* Provided passage
■ ■ ■ ■ ■ ■ ■

It's time for business to go to university
Quick question: what is the most quoted article in the highest-ranked academic journal about online learning?
Answer: It’s called “Laptop multitasking hinders classroom learning for both users and nearby peers”, and it appears in the March 2013 edition of Computers and Learning.
The fact that this article was written after watching university students during lectures is no accident. For it’s noticeable that the most easily-available research into online learning is provided by university researchers. And they, naturally, look at their most convenient research participants, who are high school and university students.
Should business and industry pay attention to this trend? Should we care? Let’s summarise how widespread it is. Well, the latest edition of the scholarly journal Research In Learning Technology describes a study of social media use in learning by students at the University of Maryland. Another article shows how a group of science teachers used digital technology as part of their professional development. And there is an exploration of the challenges involved in online exams in Finnish universities.
This is only one edition of a single journal, but the pattern continues elsewhere both in general research and peer-reviewed journals.
Of course, this isn’t a new observation. In 2006, Professor Colin Latchem wrote an editorial for the British Journal of Educational Technology, pointing out that of 374 pieces published, only 3% came from colleges, industry and the learning and skills sector.
A study across multiple journals (PDF) from 2005 to 2007 made a similar observation. It found that 186 studies involved participants in college or university, equivalent to 45% of the total. A mere nine studies involved participants from ‘industry and other training settings’.
So it seems clear that universities are focusing their research on the best way to provide e-learning in a limited number of contexts. It’s rare to see research into online training in manufacturing, construction, aerospace or shipping, to pull a few examples out of the air.
But is this actually a problem? After all, most private sector e-learning providers are likely to be doing their own research, and it will be closely aligned to their private commercial projects rather than trying to expand the theoretical basis of e-learning. And it would be strange if Mercedes, for example, published and shared the test results of their new engine designs. It’s simply not in the DNA of this sort of business to share research in this way, and that’s for the very good reason that confidentiality can give them a competitive edge.
So should universities be doing more in this direction? I think so. They work with manufacturing to develop new materials and chemicals and they research the service sector to discover better ways of working. They provide vast amounts of reading matter for lawyers and they provide econometric forecasting for the fast-moving consumer goods supply chain. There is a long history of collaboration between academia and business, and there doesn’t seem to be a good reason why they should neglect the rapidly-growing online learning and training sector.
Perhaps it’s time for business to pay attention and encourage researchers to delve into workplace learning a bit more.

■ ■ ■ ■ ■ ■ ■

* Listed records
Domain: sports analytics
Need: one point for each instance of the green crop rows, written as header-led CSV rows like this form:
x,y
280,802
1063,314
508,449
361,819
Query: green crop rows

■ ■ ■ ■ ■ ■ ■

* Activity
Reproduce the university research article above word for word, everything from "Of course, this" down to "other training settings’.".

* Response below
Of course, this isn’t a new observation. In 2006, Professor Colin Latchem wrote an editorial for the British Journal of Educational Technology, pointing out that of 374 pieces published, only 3% came from colleges, industry and the learning and skills sector.
A study across multiple journals (PDF) from 2005 to 2007 made a similar observation. It found that 186 studies involved participants in college or university, equivalent to 45% of the total. A mere nine studies involved participants from ‘industry and other training settings’.